— Begin AVAILABLE RECORDS —

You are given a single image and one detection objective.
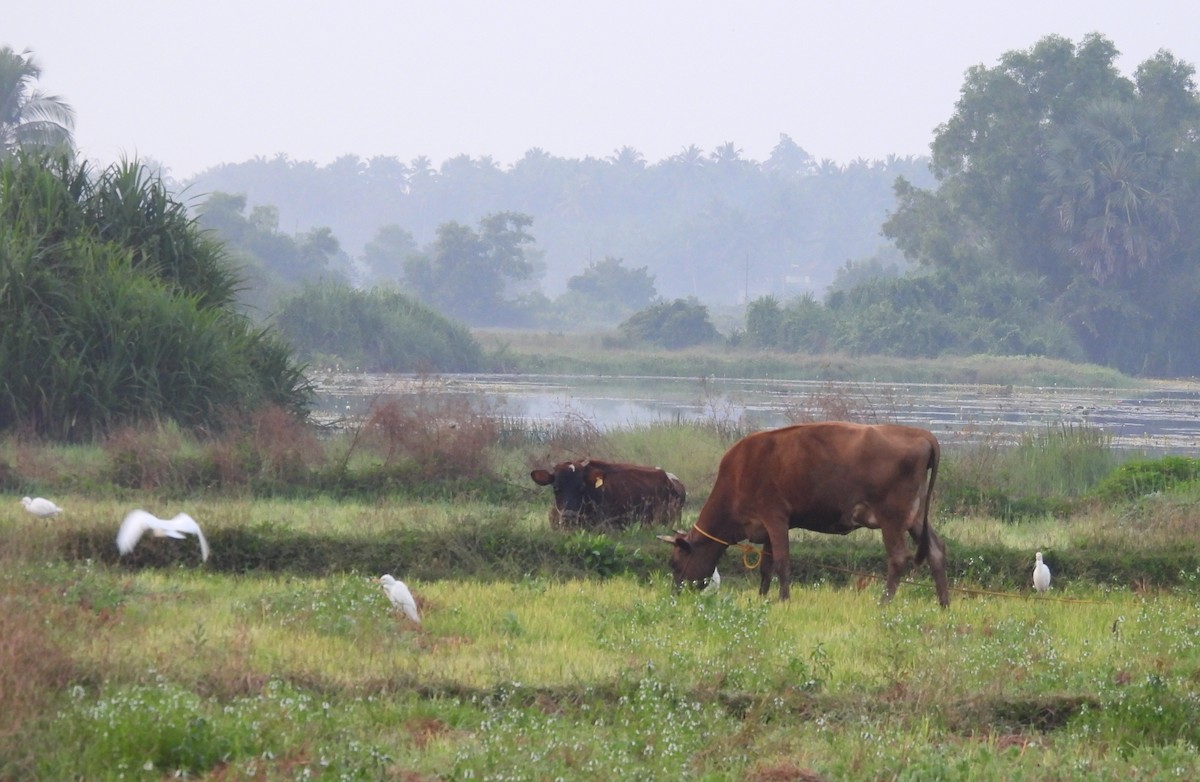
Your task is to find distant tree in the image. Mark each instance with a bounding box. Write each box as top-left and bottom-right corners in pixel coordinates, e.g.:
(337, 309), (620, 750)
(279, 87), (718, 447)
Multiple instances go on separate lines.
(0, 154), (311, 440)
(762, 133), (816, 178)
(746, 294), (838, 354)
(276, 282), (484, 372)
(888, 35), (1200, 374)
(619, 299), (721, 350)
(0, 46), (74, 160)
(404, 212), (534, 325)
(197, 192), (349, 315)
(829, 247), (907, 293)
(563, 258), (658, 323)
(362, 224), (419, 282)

— End AVAILABLE RECORDS —

REQUIREMENTS:
Reproduce the stretch of rows from the start through the line containing "(279, 87), (718, 447)", substituting "parked car" for "distant tree" and keeping everything else unchanged. Leave the pictures out of the answer.

FINISHED EXERCISE:
You are given a single image and one detection objective.
Your task is to find parked car in the image. Mark each instance with a bounding box. Write each box as top-left and bottom-right corners in pixel coordinates, e.g.:
(337, 309), (620, 750)
(279, 87), (718, 447)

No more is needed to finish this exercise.